Quoted text
The thing that ticked me off was, that was it! He walked away!
To top it off, the gun I had questions about WAS on the shelf, it's just that the combo wasn't, I just wanted to know if they could get it. Oh well, I'll take my $800.00 elsewhere.

This is my point, we have other options now a days. I don't care who you are, you're not the only game in town. You build your business two ways, A) Have the lowest price, or B) Offer something better i.e. customer service.
I got neither there the two times I was there.

You say they advertised.....yeah right! I live 4 miles from the store, the only time I EVER got an ad from the place was just before Christmas last year, it came in the Sunday paper. I never got anything in the mail (Cabela's sends one out about every other month), and I only got emails sent once I subscribed and while they were open I bet I got 3 emails.
Radio ads......nope, don't listen to hillbilly music, I cry enough when I put my own dogs down, I don't want to hear about someone else doing it.

The store didn't even have a board on I-94, Southfield Expressway, or either of the entrances at Outer Dr. or Oakwood, but I think Panera Bread does......

I hate to see ANY outdoor shop go away, and I'll be the first to tell you I don't HAVE to shop at either Cabela's or Bass Pro and would much rather see and touch things in person before buying them. I just don't think the place had a chance from the start.


----------



## William H Bonney (Jan 14, 2003)

257bob said:


> You will find that all complaints about management are coming from one forum member and are not representative of the other 99% of the employees. As far as who's fault. If you want to put blame on the emplyees and management ok, let me apologize for bending over backwards to attempt to make everyone happy. We were unaware that superior customer service and a huge selection would put us under.


Well,, now you know,, don't make the same mistake again. Huge selection and superior customer service doesn't do squat if there's no customers in your store.


----------



## 257bob (Jul 28, 2008)

Data shown
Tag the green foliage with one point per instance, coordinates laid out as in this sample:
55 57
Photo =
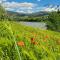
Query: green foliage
47 47
54 21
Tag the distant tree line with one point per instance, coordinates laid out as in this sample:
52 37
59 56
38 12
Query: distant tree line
52 20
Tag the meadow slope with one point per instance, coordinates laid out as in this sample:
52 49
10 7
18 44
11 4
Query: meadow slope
18 42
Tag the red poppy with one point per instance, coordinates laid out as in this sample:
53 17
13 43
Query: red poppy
17 36
47 36
21 43
32 39
45 40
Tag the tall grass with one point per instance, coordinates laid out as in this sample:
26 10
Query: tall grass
18 42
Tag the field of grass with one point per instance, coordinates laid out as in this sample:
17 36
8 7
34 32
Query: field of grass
18 42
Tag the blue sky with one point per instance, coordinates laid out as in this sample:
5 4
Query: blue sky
30 6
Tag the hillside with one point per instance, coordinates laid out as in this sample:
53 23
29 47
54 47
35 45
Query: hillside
18 42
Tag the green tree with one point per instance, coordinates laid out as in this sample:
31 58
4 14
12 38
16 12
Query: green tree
54 21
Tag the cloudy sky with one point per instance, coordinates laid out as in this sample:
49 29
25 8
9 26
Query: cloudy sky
30 6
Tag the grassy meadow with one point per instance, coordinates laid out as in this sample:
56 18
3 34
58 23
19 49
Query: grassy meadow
19 42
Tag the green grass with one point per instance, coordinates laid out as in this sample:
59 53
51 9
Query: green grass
45 44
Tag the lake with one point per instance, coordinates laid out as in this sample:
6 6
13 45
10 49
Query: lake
40 25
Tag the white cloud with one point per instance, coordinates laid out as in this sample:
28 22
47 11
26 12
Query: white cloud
38 0
24 7
2 1
16 4
50 9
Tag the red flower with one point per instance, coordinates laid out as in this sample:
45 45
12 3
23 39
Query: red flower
35 43
21 43
17 36
45 40
32 39
47 36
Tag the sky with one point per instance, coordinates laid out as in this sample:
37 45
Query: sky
30 6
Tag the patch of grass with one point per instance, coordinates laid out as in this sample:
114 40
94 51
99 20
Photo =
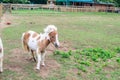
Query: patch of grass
93 35
96 53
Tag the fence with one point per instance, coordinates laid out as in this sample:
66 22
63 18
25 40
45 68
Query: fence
10 7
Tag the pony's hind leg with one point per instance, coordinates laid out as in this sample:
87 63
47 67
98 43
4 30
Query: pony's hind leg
32 52
1 64
43 58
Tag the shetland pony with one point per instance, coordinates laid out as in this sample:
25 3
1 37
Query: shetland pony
37 43
1 56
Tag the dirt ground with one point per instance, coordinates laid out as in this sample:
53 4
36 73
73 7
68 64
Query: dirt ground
20 59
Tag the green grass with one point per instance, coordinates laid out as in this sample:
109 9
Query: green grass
79 31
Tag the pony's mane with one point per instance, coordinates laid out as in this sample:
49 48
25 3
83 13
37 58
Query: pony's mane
50 28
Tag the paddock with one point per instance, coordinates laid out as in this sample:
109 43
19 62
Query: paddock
77 31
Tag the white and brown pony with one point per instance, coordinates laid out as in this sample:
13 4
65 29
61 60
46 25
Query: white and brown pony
37 43
1 56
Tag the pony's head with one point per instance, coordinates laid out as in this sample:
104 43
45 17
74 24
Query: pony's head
51 30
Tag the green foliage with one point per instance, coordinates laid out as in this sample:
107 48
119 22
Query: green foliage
63 54
96 53
87 63
118 60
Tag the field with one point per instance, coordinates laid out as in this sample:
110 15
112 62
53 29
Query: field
82 36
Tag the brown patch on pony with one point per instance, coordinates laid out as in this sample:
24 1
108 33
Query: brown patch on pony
34 35
53 36
43 44
25 41
33 55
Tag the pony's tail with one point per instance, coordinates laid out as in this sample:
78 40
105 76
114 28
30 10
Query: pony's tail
24 42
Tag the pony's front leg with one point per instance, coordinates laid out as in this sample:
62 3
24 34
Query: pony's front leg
38 59
43 58
1 65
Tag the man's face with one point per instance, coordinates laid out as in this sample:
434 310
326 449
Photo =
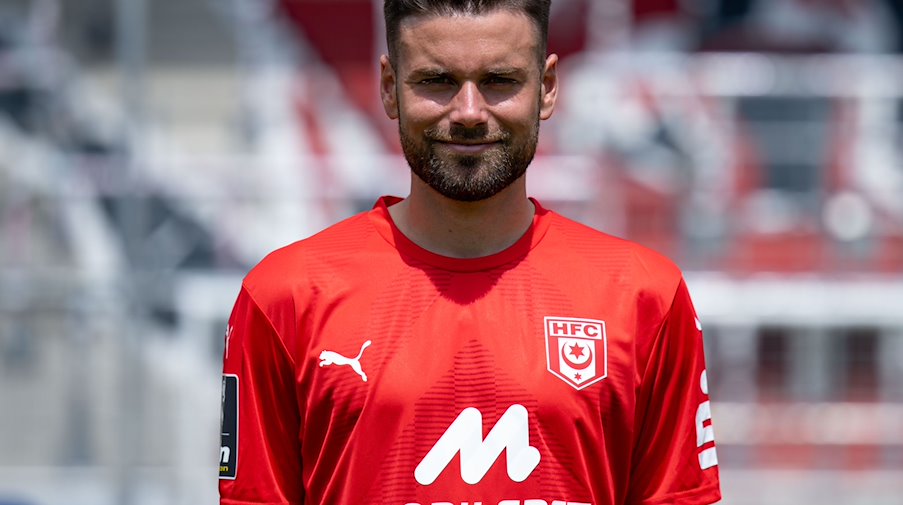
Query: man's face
468 93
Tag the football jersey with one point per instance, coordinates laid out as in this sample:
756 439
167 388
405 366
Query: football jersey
567 369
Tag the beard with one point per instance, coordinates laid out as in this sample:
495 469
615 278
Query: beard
466 177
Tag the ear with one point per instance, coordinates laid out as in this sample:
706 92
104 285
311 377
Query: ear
388 90
549 91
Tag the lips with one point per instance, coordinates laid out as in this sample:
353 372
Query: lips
468 147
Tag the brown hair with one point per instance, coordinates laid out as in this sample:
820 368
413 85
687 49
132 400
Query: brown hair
395 11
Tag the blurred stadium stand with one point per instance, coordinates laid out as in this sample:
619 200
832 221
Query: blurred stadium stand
152 151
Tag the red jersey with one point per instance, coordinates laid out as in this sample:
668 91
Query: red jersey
566 370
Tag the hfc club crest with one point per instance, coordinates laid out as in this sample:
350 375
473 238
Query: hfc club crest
577 350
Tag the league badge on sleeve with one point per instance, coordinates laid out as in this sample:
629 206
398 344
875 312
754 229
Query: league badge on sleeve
576 350
228 452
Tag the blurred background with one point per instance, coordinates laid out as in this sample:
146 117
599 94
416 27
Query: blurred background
151 152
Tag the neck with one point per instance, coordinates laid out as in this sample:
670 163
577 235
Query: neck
463 229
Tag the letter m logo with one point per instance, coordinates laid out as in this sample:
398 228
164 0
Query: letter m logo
465 435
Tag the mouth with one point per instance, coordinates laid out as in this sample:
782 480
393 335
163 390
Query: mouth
468 147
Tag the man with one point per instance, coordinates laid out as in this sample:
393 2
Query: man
465 345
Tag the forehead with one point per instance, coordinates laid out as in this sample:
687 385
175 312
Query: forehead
468 43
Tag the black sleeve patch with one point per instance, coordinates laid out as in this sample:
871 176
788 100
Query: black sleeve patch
228 451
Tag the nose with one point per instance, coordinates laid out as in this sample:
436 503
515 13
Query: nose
469 106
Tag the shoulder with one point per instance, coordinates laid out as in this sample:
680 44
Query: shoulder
616 260
298 265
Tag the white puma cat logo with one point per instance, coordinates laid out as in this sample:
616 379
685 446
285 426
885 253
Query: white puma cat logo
334 358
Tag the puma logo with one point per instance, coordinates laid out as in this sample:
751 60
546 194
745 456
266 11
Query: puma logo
333 358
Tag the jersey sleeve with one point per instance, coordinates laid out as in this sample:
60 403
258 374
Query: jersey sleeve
674 459
260 454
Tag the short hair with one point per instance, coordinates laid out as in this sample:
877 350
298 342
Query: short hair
396 11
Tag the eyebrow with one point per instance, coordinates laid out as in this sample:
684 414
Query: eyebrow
428 72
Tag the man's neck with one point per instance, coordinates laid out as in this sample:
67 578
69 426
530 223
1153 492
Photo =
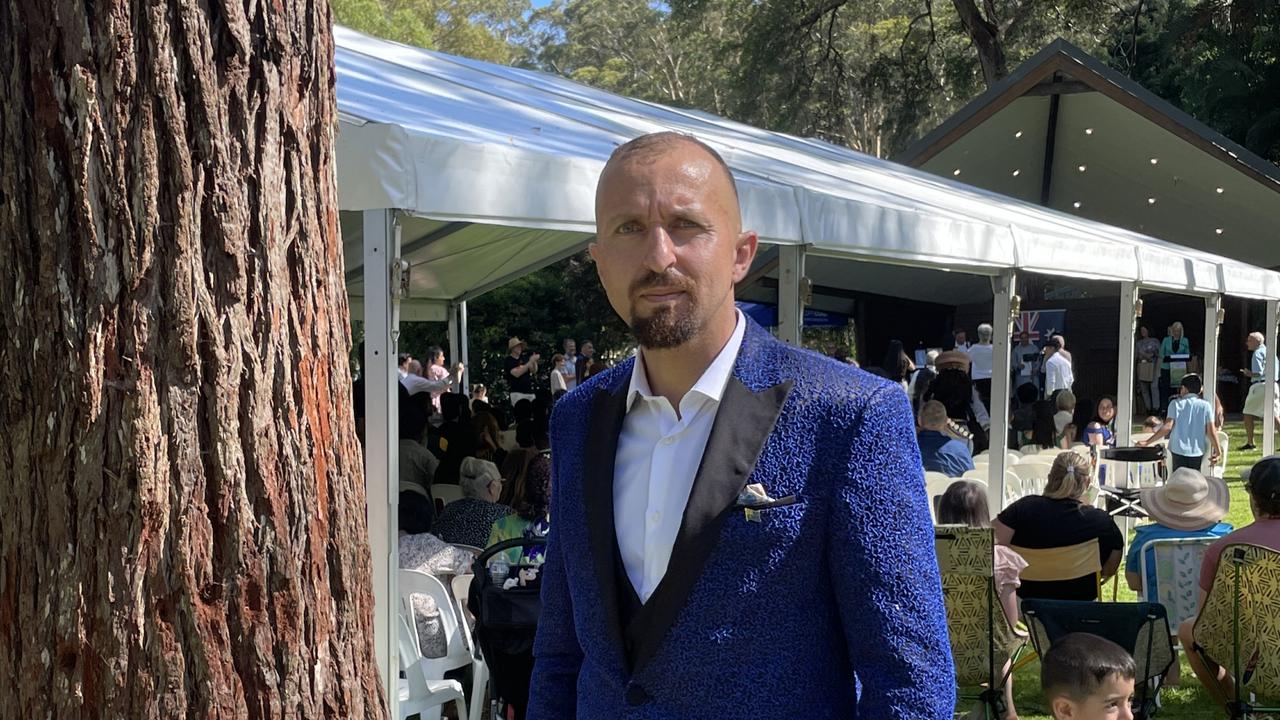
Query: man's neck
673 370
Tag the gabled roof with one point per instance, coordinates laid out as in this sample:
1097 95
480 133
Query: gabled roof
1065 130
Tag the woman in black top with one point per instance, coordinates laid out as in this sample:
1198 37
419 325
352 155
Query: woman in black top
1061 518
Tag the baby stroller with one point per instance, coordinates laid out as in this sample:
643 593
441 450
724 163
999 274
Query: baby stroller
507 620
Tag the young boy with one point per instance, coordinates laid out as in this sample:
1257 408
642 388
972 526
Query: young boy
1088 678
1189 425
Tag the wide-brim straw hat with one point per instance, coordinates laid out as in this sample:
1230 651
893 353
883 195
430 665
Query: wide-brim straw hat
952 359
1187 501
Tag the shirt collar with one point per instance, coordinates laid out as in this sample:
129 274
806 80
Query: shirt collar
713 379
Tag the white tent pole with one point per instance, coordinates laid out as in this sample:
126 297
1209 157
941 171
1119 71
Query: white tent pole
1208 365
464 349
382 331
455 345
1004 308
1129 295
790 290
1269 372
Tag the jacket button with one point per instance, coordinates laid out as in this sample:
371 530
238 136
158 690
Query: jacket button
636 695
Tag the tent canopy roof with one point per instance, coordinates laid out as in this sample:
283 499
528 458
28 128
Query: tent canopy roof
451 140
1111 146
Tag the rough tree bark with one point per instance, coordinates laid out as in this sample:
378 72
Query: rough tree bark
182 531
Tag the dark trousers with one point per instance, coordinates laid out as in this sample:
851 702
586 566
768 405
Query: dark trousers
1192 461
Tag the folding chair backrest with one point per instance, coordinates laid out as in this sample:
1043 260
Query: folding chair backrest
982 638
1061 563
1176 564
1141 628
416 583
1256 570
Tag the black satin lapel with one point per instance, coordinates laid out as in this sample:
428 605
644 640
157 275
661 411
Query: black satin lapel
743 423
602 443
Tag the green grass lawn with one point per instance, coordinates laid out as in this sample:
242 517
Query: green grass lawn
1187 701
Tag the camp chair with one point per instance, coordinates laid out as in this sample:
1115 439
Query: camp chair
982 639
1141 628
1176 563
1239 625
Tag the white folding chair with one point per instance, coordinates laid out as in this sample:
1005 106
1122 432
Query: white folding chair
419 692
446 492
460 646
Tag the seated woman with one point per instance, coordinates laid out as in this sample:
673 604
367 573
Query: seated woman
1061 518
1100 429
429 554
469 520
1264 488
531 518
965 504
1188 505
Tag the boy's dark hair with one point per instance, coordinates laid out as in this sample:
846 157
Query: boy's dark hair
1192 382
1079 662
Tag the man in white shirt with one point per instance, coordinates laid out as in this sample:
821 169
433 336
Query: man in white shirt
1057 368
731 513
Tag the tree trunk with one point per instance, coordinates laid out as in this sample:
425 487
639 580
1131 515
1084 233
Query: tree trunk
183 514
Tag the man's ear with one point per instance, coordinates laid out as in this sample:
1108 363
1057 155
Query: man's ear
1063 707
744 254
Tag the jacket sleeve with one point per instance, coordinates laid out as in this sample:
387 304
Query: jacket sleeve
557 654
882 563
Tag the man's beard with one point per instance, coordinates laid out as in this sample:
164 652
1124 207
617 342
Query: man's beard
666 327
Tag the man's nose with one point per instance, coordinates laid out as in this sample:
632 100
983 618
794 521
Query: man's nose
659 250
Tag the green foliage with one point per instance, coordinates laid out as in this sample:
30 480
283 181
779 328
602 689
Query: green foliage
487 30
1216 59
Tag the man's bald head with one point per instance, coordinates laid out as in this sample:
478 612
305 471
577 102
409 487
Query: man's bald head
657 144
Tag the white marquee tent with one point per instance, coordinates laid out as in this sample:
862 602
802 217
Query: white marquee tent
470 174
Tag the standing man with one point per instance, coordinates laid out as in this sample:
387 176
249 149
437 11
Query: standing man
1257 397
739 527
583 369
1189 424
1057 368
570 372
519 372
1027 358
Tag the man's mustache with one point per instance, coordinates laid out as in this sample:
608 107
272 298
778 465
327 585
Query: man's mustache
668 279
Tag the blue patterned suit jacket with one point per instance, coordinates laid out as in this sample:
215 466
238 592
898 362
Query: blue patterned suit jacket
830 607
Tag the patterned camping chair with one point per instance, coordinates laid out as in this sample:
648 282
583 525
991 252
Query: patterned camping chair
1239 627
982 639
1176 564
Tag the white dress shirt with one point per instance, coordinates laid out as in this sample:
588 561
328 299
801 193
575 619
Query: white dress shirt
657 460
1057 374
979 359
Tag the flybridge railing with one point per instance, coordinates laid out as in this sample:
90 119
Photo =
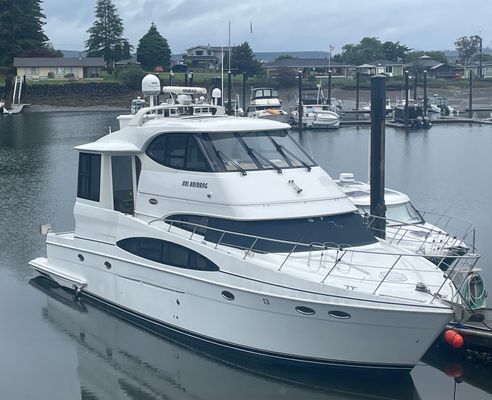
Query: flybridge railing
434 243
331 256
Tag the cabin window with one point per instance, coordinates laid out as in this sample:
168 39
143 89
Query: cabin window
89 176
344 230
121 167
164 252
180 151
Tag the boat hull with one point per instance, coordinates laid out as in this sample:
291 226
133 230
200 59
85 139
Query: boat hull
254 323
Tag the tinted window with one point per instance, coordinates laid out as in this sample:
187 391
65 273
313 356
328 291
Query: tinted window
179 151
344 230
167 253
89 176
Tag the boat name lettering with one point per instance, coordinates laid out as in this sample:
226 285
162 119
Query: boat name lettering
198 185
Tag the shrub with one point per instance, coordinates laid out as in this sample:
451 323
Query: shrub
130 75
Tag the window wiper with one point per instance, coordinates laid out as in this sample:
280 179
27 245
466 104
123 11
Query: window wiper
283 150
225 158
254 153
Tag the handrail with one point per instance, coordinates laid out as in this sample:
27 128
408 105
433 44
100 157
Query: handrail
395 258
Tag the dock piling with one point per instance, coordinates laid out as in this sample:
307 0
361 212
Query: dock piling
378 116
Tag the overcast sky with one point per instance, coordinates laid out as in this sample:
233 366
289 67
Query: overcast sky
279 25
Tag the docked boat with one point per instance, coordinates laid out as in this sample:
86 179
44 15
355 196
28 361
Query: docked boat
177 101
224 232
413 115
407 227
264 103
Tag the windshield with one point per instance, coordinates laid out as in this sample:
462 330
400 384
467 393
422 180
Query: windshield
255 151
403 213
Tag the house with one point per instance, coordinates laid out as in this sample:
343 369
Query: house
308 66
206 56
59 68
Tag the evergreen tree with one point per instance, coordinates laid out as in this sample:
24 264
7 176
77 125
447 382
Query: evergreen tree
105 34
243 60
21 28
153 50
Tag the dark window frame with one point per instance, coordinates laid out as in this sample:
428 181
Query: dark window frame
167 253
89 176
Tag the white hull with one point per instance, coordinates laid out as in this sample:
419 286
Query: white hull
262 319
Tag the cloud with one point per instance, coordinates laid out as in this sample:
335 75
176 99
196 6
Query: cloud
278 25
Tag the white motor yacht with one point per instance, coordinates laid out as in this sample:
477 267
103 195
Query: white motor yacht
406 226
264 103
223 231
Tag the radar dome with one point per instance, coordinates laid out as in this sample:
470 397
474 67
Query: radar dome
151 86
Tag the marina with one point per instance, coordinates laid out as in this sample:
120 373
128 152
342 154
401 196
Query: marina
405 152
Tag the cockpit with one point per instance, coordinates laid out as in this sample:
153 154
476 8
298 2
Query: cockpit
229 151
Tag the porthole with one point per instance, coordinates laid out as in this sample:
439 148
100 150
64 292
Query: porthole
227 295
339 314
305 310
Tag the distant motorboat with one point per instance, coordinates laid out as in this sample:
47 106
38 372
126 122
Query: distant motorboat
264 103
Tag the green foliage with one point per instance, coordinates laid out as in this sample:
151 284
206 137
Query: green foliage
467 47
105 35
243 60
46 52
21 28
371 49
153 50
130 75
434 54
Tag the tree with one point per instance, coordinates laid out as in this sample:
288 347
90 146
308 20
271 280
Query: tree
371 49
105 35
46 52
467 47
21 28
153 49
243 60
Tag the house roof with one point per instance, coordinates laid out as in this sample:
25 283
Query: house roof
59 62
304 63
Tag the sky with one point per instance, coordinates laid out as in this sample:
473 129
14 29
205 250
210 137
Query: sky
279 25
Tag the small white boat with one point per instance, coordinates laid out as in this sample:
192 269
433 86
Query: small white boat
317 112
406 226
264 103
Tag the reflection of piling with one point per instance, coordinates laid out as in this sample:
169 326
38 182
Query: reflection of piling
299 110
229 92
378 114
357 75
426 101
470 98
406 99
329 87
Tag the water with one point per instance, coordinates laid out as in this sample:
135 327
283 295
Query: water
51 349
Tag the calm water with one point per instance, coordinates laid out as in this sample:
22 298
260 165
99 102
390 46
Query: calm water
52 349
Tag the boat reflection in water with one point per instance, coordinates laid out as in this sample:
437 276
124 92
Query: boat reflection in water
118 360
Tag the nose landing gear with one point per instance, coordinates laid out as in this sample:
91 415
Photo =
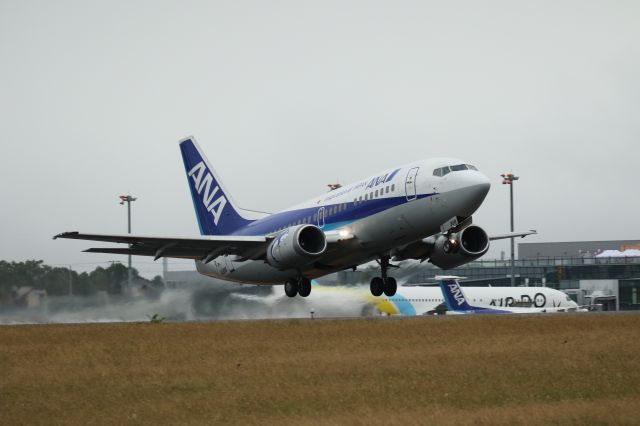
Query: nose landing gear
384 284
301 286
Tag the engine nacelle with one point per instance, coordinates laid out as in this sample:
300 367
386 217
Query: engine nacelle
296 247
460 248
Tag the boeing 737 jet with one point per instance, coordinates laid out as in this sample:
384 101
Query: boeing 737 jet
421 210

Goal of the exercise
Write what comes next in the forum thread about the closed outdoor store, picking up after its last line. The records are separate material with no connection to the forum thread.

Expected answer
I will now bow out of this thread. I wish we could have made it. I wish that EVERYONE who came in the store would have gotten superior service. I read the many posts on here in the previous weeks, and really take it personal when anyone says they know how it sholud have been. Was the location perfect? No. Did we advertise enough? Maybe not here, but we did what has worked in the past in over 60 locations. Again thank you to those of you who came into the store and made my job fun. As a store I can assure we all enjoyed our jobs and truely tried to help everyone in the same we would expect service.


----------



## Slice (Aug 2, 2007)

:rant: Well if you look at the original posters join date (July, 2008) and the number of posts (3) all in this thread. You will see why there advertising did not work. A little late to join the masses then complain after you are closed.


----------



## GuT_PiLe (Aug 2, 2006)

Never heard of the store untill someone on the board mentioned it was open and servicing customers.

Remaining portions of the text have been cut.